Material to process: Begin

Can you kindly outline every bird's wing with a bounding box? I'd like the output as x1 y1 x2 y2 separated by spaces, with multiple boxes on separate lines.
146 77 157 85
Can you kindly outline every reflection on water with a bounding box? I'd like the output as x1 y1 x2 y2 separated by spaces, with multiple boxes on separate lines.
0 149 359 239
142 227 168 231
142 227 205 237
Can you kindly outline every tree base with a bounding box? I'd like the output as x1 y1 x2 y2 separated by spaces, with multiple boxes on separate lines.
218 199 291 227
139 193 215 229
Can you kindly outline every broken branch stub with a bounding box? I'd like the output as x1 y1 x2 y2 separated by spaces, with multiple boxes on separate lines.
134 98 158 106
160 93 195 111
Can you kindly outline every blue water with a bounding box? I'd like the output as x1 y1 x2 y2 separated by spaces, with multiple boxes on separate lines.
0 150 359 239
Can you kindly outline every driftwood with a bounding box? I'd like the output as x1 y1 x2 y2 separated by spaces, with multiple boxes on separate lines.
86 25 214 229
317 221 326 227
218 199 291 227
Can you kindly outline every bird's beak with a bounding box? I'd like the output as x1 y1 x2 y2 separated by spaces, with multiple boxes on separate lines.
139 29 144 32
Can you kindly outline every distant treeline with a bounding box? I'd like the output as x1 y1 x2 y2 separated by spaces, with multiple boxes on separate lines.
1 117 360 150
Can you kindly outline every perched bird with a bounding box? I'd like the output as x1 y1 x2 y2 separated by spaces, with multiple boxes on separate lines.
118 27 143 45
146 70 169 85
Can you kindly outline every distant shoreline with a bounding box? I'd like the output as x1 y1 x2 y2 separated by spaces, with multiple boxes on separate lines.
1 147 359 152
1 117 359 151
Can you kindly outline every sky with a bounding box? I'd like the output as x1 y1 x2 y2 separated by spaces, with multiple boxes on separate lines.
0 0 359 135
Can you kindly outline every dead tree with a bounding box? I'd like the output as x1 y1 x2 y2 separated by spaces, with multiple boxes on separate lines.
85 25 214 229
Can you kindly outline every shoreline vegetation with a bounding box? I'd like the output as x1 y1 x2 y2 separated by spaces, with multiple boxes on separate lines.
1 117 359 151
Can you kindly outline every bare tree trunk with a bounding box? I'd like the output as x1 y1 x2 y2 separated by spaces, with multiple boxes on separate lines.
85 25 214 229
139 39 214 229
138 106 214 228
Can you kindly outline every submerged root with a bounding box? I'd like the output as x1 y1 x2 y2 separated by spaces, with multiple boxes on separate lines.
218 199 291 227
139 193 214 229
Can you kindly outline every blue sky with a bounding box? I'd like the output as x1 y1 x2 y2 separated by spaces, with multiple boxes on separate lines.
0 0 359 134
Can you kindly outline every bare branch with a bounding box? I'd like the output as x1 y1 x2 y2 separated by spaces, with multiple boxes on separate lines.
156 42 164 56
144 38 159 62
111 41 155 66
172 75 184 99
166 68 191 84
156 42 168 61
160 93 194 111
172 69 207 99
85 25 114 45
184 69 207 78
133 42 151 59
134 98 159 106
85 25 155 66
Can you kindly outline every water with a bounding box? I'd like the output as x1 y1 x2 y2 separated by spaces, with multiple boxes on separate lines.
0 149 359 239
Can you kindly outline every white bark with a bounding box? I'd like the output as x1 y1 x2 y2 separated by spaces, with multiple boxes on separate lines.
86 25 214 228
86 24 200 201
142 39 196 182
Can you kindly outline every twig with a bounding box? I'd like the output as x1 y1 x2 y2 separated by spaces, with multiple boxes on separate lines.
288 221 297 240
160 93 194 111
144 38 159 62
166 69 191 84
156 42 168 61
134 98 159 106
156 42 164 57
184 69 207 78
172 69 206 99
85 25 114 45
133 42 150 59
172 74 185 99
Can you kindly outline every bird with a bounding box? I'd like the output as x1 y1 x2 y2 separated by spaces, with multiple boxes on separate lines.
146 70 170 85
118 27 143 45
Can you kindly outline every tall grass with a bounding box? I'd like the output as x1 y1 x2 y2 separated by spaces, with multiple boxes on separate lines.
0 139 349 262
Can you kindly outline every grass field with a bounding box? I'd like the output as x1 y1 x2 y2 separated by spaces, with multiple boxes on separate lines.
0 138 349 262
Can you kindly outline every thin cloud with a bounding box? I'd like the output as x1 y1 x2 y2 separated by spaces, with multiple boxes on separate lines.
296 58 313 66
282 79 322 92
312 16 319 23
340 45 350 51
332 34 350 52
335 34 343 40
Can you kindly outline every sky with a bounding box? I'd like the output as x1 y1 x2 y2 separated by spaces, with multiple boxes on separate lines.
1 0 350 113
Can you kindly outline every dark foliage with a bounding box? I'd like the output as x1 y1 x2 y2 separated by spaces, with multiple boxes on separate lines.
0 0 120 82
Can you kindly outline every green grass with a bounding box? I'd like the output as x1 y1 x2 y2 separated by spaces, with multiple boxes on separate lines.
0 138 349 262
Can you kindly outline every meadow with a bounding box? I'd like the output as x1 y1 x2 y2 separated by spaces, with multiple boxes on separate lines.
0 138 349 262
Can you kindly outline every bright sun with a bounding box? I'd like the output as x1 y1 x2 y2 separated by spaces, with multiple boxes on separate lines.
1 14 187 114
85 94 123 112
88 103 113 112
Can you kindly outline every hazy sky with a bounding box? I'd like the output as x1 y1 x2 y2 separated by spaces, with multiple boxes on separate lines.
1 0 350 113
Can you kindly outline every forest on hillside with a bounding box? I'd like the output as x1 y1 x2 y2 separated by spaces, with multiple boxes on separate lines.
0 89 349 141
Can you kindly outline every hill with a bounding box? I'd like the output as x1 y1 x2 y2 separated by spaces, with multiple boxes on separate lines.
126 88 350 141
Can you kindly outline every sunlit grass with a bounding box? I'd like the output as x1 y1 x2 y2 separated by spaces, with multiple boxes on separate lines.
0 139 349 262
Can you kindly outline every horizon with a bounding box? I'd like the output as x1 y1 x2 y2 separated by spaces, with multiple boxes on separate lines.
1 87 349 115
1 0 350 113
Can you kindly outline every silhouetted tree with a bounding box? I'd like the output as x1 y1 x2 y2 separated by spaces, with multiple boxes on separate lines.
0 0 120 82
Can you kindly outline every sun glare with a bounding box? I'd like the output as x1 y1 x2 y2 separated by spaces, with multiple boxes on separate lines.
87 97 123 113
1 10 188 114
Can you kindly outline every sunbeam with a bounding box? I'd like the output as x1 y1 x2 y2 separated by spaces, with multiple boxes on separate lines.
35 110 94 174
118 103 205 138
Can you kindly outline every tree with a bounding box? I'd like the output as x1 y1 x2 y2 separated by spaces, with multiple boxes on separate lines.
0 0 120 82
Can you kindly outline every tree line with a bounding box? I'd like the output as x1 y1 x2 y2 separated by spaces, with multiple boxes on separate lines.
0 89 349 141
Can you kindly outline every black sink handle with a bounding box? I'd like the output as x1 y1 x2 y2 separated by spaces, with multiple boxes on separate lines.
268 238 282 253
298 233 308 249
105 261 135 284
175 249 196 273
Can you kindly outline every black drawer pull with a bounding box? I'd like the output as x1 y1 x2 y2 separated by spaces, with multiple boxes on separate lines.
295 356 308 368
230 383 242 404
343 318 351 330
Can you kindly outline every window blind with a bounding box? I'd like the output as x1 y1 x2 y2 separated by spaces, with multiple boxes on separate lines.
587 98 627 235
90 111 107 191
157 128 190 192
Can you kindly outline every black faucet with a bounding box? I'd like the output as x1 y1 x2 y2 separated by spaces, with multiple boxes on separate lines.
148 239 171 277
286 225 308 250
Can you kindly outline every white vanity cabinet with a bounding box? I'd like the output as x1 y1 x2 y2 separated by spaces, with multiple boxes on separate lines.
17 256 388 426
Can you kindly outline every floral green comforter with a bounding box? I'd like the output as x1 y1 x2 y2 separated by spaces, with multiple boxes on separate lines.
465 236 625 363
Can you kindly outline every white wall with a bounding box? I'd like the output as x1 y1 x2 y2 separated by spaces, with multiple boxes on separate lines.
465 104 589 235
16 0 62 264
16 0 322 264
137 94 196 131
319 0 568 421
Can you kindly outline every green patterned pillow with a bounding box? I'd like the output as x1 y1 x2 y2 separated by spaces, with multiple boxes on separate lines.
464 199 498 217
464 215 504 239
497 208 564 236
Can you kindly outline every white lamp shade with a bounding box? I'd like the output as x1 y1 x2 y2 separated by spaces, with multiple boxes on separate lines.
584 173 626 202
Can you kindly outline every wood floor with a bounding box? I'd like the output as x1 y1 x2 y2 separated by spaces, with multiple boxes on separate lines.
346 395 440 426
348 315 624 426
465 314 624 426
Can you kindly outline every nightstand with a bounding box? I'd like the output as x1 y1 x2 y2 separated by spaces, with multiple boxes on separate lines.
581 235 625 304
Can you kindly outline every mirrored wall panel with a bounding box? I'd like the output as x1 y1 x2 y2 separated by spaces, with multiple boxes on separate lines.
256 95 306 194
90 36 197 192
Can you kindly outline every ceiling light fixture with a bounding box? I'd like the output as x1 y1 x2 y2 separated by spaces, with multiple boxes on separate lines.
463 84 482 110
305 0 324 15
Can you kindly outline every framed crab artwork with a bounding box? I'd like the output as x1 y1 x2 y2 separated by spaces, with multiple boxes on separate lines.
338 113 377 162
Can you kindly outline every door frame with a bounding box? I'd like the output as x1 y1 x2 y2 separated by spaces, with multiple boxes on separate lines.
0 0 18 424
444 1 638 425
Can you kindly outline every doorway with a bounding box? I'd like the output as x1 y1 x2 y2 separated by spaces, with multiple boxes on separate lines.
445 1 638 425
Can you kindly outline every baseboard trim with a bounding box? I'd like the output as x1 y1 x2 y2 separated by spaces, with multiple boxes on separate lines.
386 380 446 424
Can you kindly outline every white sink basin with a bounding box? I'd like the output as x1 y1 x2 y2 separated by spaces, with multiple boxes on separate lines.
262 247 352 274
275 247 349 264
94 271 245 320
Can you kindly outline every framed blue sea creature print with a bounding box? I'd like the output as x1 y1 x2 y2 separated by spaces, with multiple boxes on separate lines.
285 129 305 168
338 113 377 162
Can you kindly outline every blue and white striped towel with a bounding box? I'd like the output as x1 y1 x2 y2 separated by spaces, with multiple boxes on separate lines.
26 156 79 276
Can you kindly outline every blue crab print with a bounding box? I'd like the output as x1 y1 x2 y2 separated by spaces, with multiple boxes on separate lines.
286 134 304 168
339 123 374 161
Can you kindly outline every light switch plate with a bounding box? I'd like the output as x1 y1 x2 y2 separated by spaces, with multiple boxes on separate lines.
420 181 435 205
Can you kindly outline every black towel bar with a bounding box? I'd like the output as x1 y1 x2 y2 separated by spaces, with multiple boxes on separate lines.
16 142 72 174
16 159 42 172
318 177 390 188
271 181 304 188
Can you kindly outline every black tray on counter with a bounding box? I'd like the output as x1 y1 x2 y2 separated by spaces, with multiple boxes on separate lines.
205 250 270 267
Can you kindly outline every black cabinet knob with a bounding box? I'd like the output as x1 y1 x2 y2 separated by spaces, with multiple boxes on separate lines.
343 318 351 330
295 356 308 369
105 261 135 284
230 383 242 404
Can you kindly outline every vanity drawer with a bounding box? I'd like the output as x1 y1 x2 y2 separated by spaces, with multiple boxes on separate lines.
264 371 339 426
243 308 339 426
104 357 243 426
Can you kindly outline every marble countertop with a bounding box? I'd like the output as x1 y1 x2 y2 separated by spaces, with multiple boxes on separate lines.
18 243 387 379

Material to process: End

◆ Your goal
Please set down, with no changes, the line that contains "Can you kindly outline every marble" and all the lines after it until the entries end; write nothing besides them.

◆ Result of this exercise
Can you kindly outline every marble countertop with a bounding box? I'd like the output as x1 y1 x2 y2 separated by spaces, with multiple boxes on separate lines.
18 243 387 379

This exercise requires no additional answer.